> [Texto para leitura]:
Nunca fui de ler romances ou contos. Li vários, mas sempre gostei mais de livros mais conceituais. Ainda no início da adolescência li, de Stefan Zweig, “Brasil, o país do futuro”. Fiquei encantado e o sonho do futuro embalou muita coisa na adolescência e juventude. Acreditava piamente que o Brasil era o país do futuro. Empolguei-me com o Juscelino e a construção de Brasília e pensava: “agora vai!”
A cada
pouco ouvia algum político de renome repetir a frase ou a ideia e isto mexia
com meus brios. Acreditei no Jânio Quadros com seu símbolo da vassourinha e o
jingle “varre, varre vassourinha”. Era, para mim o futuro chegando. Estive,
criança ainda, em um palanque em que ele discursava e tenho uma foto ao lado
dele, em cima da carroceria de um caminhão.
No final de
1965 fui morar em El Salvador e me lembro de quantas vezes tive conversas e
discussões acaloradas, dizendo aos colegas de escola que o Brasil era a
potência dos anos 2000. Veio a ditadura. Tios e primos apoiavam os militares e
eu ficava meio perdido. Lia dois jornais por dia, estudava em colégio com
alguns críticos, lia o Pasquim assim que saía. Conseguia comprar escondido
porque as bancas que o vendiam eram incendiadas. Acompanhei pari passu
os eventos do Restaurante Calabouço, a morte do estudante, a revolução da UNE
contra o acordo MEC-USAID. Achava que Guilherme Palmeira estava liderando a
marcha para o futuro. Voltei de El Salvador no final de 1966 e vibrei com os
festivais de música e meu hino passou a ser a canção de Vandré: “quem sabe faz
a hora, não espera acontecer”.

> [Listagem de dados]:
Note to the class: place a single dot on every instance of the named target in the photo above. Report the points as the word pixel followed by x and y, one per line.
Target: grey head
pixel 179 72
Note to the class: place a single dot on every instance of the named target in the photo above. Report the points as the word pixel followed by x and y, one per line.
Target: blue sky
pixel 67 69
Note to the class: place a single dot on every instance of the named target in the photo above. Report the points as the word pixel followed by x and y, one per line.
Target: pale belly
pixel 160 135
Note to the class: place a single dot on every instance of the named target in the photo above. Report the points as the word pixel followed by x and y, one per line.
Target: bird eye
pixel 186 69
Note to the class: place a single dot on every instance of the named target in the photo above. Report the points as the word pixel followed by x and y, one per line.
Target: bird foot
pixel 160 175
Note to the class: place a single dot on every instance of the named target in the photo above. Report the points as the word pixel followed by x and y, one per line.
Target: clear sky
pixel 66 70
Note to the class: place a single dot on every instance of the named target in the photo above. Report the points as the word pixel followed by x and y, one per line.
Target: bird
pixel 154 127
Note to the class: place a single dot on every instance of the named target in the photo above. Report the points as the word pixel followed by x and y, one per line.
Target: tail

---

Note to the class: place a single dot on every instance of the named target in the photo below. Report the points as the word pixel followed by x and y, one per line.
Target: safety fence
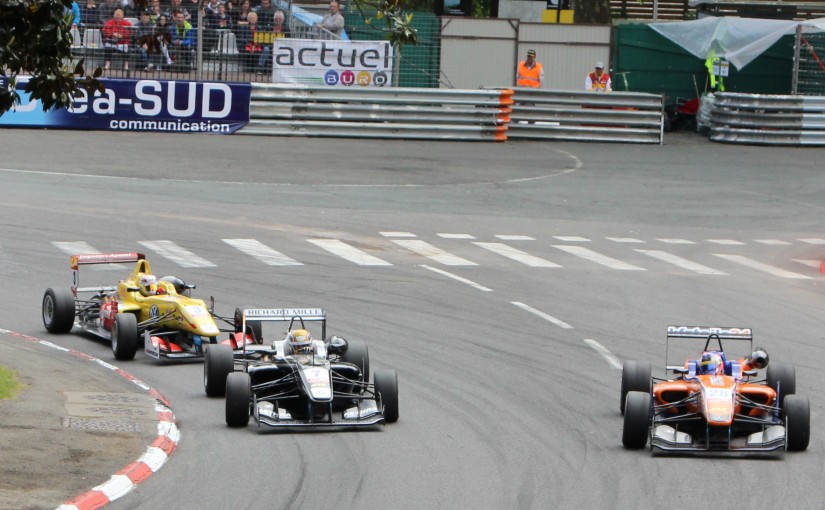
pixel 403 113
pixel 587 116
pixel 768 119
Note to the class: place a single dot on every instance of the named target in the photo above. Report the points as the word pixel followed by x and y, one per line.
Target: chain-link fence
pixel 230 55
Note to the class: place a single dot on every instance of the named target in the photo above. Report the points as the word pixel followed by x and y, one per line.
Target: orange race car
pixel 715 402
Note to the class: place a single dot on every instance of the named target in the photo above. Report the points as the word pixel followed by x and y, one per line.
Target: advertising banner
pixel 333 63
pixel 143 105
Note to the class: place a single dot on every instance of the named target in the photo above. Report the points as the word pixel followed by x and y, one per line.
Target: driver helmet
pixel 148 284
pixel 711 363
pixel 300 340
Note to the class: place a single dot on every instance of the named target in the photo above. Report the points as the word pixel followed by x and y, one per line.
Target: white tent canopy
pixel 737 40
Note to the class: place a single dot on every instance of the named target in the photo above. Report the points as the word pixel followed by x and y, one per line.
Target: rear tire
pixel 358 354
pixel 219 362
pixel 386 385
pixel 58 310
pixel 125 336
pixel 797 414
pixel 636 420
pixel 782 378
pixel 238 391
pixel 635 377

==

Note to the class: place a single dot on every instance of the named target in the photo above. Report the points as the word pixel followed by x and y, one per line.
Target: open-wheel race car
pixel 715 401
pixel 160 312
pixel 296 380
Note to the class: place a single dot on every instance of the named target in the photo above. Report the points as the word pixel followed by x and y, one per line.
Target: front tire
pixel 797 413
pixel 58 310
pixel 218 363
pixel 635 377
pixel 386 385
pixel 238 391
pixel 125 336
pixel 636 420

> [O que se pede]: Por favor, responda com base no Texto para leitura: que livro quem narra leu ainda no início da adolescência, e de quem é?

> [Resposta esperada]: “Brasil, o país do futuro”, de Stefan Zweig.